§ **Short problem 1**:
Answer these questions about the forum thread on leash aggression:
(a) How long ago did the first poster get her German shepherd?
(b) How many sessions with the e-collar did Hans need?
(c) What does the last reply suggest working on before using an e-collar?

++++ Passage to read

# Severe leash aggression/frustration



## adelinde (Oct 3, 2013)

Hello, all! I am new to these boards and a first-time dog owner (but I've been reading threads without posting so I can learn from all of you) 

My GSD (female, spayed) is about a year and a half. We got her two months ago from a friend's friend's coworker's sister's uncle etc. who heard we were looking for a dog. She's been perfect in every way... except one.

Addie is really, REALLY interested in other dogs. It can be a problem because she loves to sniff and sniff and sniff even when the other dogs are no longer interested in her. But she's very friendly and playful off leash (seems like appropriate playing, doesn't bully other dogs) or when she's on a loose leash and being allowed to greet and play.

But when we're out on a walk and come across another dog, it's like night and day. She turns into a barking, lunging nightmare. She's very loud and won't stop until we finally drag her back into the house. Even when the other dog is out of sight she will continue to whine. 

Everyone in the neighborhood crosses the street when they see us coming! I feel terribly because she's not really DA (or at least I don't think so), but she definitely seems that way to everyone else.

How can I get the neighbors to stop hating us and stop my arms from being torn out of their sockets?  Thank you to all!


----------



## MyHans-someBoy (Feb 23, 2013)

My suggestion may not be terribly popular with some people, but...my GSD, Hans, was about the same age as your dog when I first adopted him and took him to training. Did not have an aggressive bone in his body. Happy to see people, but so super happy to see another dog on a leash going down the sidewalk that his behavior was nothing short of embarrassing! His reaction to other dogs turned out to be the worst problem he initially had. After trying to redirect his behavior (can you say IMPOSSIBLE?) and trying to correct with a prong collar, the trainer, who had an e collar but literally had not had to use it on a dog in many years, finally suggested it might be the best bet. It turns out it only took two sessions with it and it was only used on Hans once each session. Hans finally got the "big" picture and no longer behaves like an idiot around other dogs. 
The final straw that led to the use of the e-collar was when I was walking down the sidewalk during training and Hans saw a puppy being walked across the street. The pup completely ignored Hans, but Hans just went crazy- I thought I was going to be pulled into the street. The trainer told me to heel him and keep walking. There was NO way!
The trainer then took him over to a vacant lot and put him through many, many commands to try to get him under control. The trainer is a big guy at 6'5" and 250 lbs. He could barely control him. We both realized then that a little something extra was needed. 
I do want to stress that the trainer did not believe Hans wanted to hurt the other dogs- he simply gets too amped up when can't get to them to meet them.




Sent from Petguide.com Free App


----------



## atravis (Sep 24, 2008)

I would work on building focus on walks and redirection before I would resort to use of an e-collar. You've barely had this dog for any length of time... give her a chance to learn and give yourself a chance to understand her.

++++++++

§ **Short problem 2**: Scale the part of the listing below that opens with the line containing "Exam question 7: The image above contains the white" and runs through the end of the listing. Reproduce every line of that part, requests included, and multiply each bounding box coordinate in the answers by 2.6, rounding to whole numbers with halves rounded up.

++++ Records provided

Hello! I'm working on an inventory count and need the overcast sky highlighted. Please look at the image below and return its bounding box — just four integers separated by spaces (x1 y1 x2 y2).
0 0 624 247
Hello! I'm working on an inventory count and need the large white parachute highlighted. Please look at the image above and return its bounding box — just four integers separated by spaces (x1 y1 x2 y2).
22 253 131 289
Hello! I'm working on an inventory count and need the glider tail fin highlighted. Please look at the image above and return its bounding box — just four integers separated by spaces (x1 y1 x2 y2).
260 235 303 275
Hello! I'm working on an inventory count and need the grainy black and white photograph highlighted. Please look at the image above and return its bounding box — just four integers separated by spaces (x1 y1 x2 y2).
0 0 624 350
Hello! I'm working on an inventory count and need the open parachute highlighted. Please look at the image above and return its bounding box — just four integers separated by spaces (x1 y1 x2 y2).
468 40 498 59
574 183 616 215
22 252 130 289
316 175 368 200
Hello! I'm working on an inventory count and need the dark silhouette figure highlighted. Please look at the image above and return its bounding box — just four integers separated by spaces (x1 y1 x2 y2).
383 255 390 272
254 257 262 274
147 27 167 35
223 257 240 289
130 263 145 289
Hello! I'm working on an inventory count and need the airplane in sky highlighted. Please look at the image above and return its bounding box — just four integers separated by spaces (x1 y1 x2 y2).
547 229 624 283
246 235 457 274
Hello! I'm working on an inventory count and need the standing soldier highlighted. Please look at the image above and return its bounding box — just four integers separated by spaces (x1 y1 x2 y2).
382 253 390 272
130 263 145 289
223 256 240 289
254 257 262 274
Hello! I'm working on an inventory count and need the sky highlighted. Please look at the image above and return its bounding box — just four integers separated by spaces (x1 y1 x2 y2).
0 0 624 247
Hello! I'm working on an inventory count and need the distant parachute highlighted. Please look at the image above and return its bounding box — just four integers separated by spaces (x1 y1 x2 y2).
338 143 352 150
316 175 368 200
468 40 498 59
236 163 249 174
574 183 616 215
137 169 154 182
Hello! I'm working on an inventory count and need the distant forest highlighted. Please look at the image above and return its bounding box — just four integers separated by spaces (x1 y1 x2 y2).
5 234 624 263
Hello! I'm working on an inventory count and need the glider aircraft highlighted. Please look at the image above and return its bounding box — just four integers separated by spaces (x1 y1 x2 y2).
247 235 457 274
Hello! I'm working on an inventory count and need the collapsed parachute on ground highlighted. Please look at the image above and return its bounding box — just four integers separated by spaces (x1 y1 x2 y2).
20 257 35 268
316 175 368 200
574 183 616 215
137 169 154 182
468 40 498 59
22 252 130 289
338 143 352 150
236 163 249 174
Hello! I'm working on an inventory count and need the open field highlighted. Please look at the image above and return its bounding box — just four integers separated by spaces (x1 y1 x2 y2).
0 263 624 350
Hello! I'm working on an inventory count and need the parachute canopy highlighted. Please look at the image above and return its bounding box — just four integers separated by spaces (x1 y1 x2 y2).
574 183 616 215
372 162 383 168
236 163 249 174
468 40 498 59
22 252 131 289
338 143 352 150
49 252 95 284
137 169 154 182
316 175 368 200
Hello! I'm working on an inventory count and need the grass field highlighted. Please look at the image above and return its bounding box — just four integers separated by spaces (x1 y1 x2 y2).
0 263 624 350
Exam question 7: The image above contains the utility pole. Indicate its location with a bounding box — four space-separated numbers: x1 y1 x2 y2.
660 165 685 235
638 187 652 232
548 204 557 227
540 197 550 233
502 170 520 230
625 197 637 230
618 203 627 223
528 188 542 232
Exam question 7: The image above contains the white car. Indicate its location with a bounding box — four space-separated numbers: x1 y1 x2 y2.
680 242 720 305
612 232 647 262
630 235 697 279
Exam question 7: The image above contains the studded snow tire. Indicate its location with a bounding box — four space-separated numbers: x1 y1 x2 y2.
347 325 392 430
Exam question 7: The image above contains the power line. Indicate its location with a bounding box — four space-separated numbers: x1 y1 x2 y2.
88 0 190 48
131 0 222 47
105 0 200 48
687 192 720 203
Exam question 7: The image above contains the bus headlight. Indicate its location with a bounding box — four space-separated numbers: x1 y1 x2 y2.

++++++++

§ **Response 1**:
(a) Two months ago.
(b) Two sessions.
(c) Building focus on walks and redirection.

§ **Response 2**:
Exam question 7: The image above contains the white car. Indicate its location with a bounding box — four space-separated numbers: x1 y1 x2 y2.
1768 629 1872 793
1591 603 1682 681
1638 611 1812 725
Exam question 7: The image above contains the studded snow tire. Indicate its location with a bounding box — four space-separated numbers: x1 y1 x2 y2.
902 845 1019 1118
Exam question 7: The image above contains the power line. Indicate its location with a bounding box — four space-separated numbers: x1 y1 x2 y2.
229 0 494 125
341 0 577 122
273 0 520 125
1786 499 1872 528
Exam question 7: The image above contains the bus headlight. Indicate its location with a bounding box — four space-separated numbers: x1 y1 x2 y2.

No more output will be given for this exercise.